_Your task_. Apart from the pictures, every record here must be copied word for word.

_Provided entries_.

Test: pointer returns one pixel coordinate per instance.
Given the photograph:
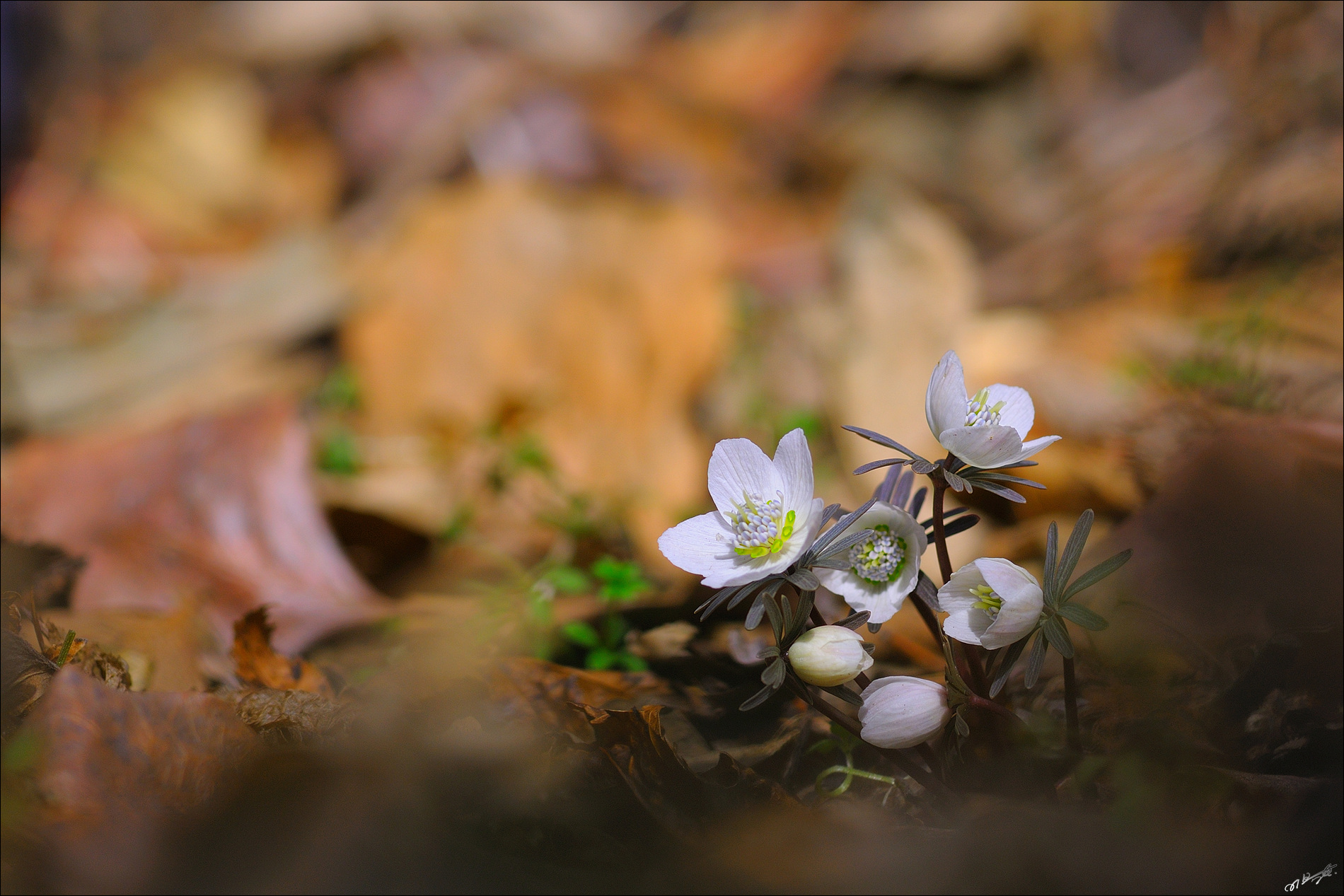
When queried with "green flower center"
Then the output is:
(881, 558)
(980, 413)
(761, 527)
(988, 601)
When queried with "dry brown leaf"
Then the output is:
(676, 797)
(546, 691)
(218, 509)
(258, 664)
(117, 766)
(588, 324)
(286, 715)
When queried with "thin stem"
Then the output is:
(932, 760)
(980, 703)
(930, 619)
(1075, 740)
(978, 672)
(940, 531)
(940, 534)
(905, 764)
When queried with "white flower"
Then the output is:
(886, 567)
(828, 656)
(900, 712)
(990, 602)
(766, 515)
(987, 430)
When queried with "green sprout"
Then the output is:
(846, 743)
(339, 391)
(618, 582)
(337, 453)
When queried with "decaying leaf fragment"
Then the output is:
(258, 664)
(216, 509)
(675, 796)
(115, 766)
(286, 715)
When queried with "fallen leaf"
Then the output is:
(23, 682)
(286, 715)
(676, 797)
(116, 767)
(548, 691)
(216, 509)
(506, 307)
(258, 664)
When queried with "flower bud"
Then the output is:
(828, 656)
(900, 712)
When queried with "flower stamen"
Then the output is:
(990, 602)
(761, 528)
(980, 413)
(881, 558)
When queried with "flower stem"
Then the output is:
(897, 757)
(940, 531)
(930, 619)
(1075, 740)
(940, 535)
(980, 703)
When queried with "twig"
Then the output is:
(1075, 740)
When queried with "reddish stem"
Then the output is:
(1075, 740)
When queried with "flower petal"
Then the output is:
(945, 402)
(968, 627)
(700, 545)
(1021, 598)
(956, 594)
(1018, 410)
(1008, 579)
(900, 711)
(983, 446)
(793, 461)
(1035, 445)
(739, 467)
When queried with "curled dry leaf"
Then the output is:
(286, 715)
(660, 779)
(25, 679)
(258, 664)
(115, 766)
(216, 508)
(546, 691)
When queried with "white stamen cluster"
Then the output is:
(757, 523)
(878, 558)
(980, 413)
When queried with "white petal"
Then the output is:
(900, 712)
(881, 601)
(1018, 410)
(739, 467)
(945, 402)
(1021, 598)
(956, 594)
(1033, 446)
(793, 461)
(983, 446)
(968, 627)
(700, 545)
(1008, 579)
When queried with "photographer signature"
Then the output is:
(1311, 879)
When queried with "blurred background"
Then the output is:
(346, 307)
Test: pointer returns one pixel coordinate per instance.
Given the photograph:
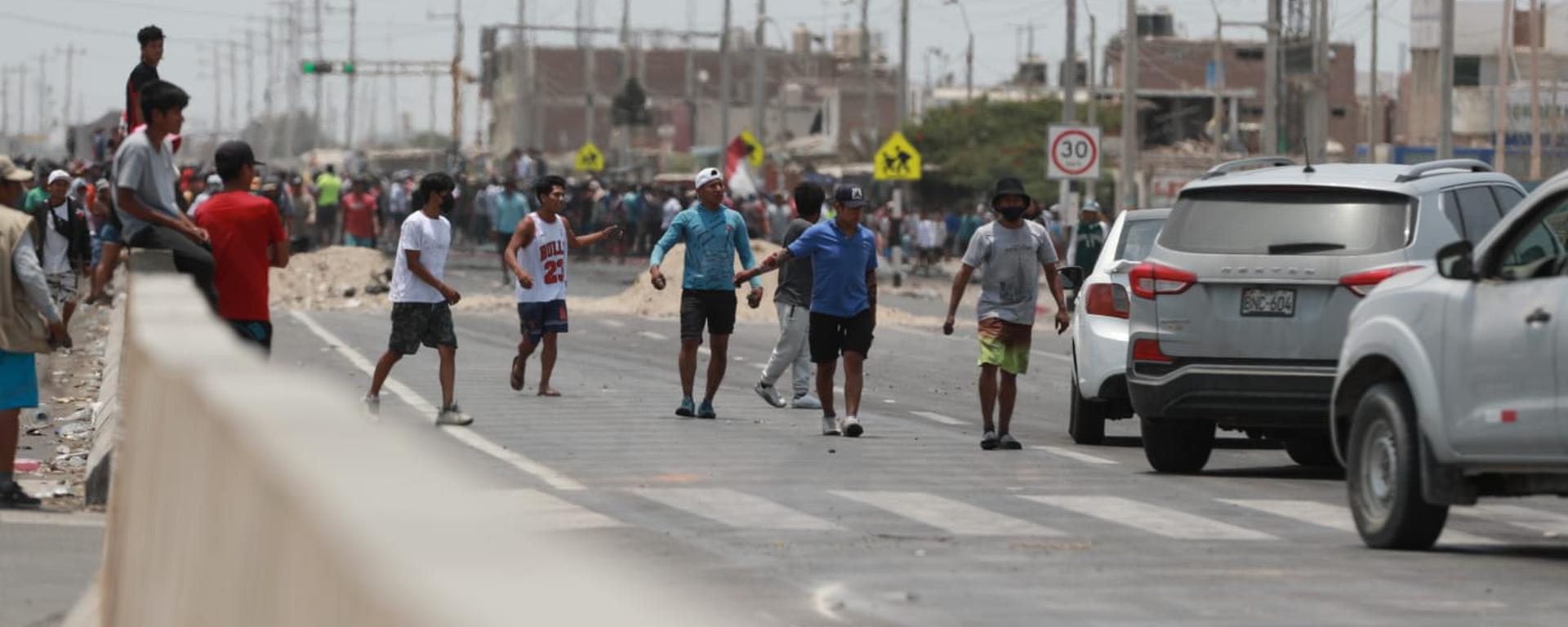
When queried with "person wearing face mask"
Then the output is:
(1013, 251)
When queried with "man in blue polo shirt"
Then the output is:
(714, 237)
(843, 301)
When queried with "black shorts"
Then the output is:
(414, 323)
(712, 308)
(831, 334)
(538, 318)
(255, 331)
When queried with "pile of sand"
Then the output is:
(333, 278)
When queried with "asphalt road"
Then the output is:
(913, 522)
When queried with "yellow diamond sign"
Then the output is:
(755, 157)
(590, 158)
(898, 160)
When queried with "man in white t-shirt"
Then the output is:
(421, 300)
(537, 255)
(1013, 251)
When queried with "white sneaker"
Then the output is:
(453, 416)
(852, 427)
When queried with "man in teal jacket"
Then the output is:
(714, 235)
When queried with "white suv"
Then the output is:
(1099, 327)
(1450, 385)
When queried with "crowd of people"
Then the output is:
(226, 218)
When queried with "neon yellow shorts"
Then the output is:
(1004, 345)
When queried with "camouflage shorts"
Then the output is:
(414, 323)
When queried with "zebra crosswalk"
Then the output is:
(1071, 516)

_Written solution_.
Test: pointer returns one pixel coordinate per instance.
Given the photograph:
When queried with "green flower center"
Then the output is:
(881, 558)
(980, 413)
(761, 527)
(988, 601)
When queried with "dry brown leaf"
Then the output is:
(676, 797)
(546, 691)
(218, 509)
(258, 664)
(117, 766)
(588, 324)
(286, 715)
When queried with "thin stem"
Then the output is:
(932, 760)
(980, 703)
(930, 619)
(1075, 740)
(978, 672)
(940, 531)
(940, 534)
(905, 764)
When queried with "white flower"
Then the output is:
(886, 567)
(828, 656)
(900, 712)
(990, 602)
(766, 515)
(987, 430)
When queried with "green sprout"
Then the output is:
(846, 743)
(339, 391)
(618, 582)
(337, 453)
When queried with "decaying leaf fragment"
Then the output is:
(258, 664)
(216, 509)
(675, 796)
(115, 766)
(286, 715)
When queried with "fallen leaf"
Then the output is:
(23, 682)
(286, 715)
(676, 797)
(116, 767)
(548, 691)
(216, 509)
(506, 307)
(258, 664)
When queried with "flower bud"
Then the output is:
(828, 656)
(900, 712)
When queried with "flower stamen"
Then the output is:
(990, 602)
(761, 528)
(980, 413)
(881, 558)
When queried with "flower stem"
Then the output is:
(897, 757)
(940, 531)
(930, 619)
(1075, 740)
(940, 535)
(980, 703)
When queried with "twig"
Then the output is:
(1075, 740)
When queried with "reddish stem"
Then the output is:
(1075, 740)
When queried with "flower petal"
Then the output is:
(945, 402)
(968, 627)
(700, 545)
(1021, 598)
(956, 594)
(1018, 410)
(1008, 579)
(900, 711)
(983, 446)
(793, 461)
(1035, 445)
(739, 467)
When queried with "curled dry leaf"
Then the output is:
(286, 715)
(660, 779)
(25, 679)
(258, 664)
(115, 766)
(216, 508)
(546, 691)
When queried with "white stamen cluster"
Then the output is:
(757, 523)
(878, 558)
(980, 413)
When queried with "white petal"
Then the output is:
(900, 712)
(881, 601)
(1018, 410)
(739, 467)
(945, 402)
(1021, 598)
(956, 594)
(1033, 446)
(793, 461)
(983, 446)
(968, 627)
(700, 545)
(1008, 579)
When queried with "photographer signature"
Then the output is:
(1311, 879)
When queried with "blurred background"
Then the output is:
(346, 307)
Test: pointer returns one pixel coordinate per instance.
Given the photograph:
When queried with "person wearing face mask"
Then the output is:
(1013, 251)
When queried with "man in blue polo shirt"
Then the output is:
(714, 237)
(843, 301)
When queried with "black shorts"
Then the output is:
(414, 323)
(712, 308)
(831, 334)
(538, 318)
(255, 331)
When queried with "pile of sand"
Then the output is:
(333, 278)
When queried with "asphalt road"
Then the output is:
(913, 522)
When queried with "yellow diamond sign"
Then the output is:
(755, 157)
(590, 158)
(898, 160)
When queried with "man in white t-shirt"
Then the output is:
(421, 300)
(537, 255)
(1013, 251)
When queried with "white sneaker"
Then the output is:
(453, 416)
(852, 427)
When queried with "man in teal jacket"
Then the output is:
(714, 235)
When queried with "white suv"
Then the output is:
(1099, 327)
(1450, 385)
When queried with "crowd of people"
Then the output is:
(226, 218)
When queried with "neon yellow shorts"
Then the output is:
(1004, 345)
When queried with "camouflage shorts"
Then the output is:
(414, 323)
When queried with "zebra crosswalk"
Then the output is:
(1071, 516)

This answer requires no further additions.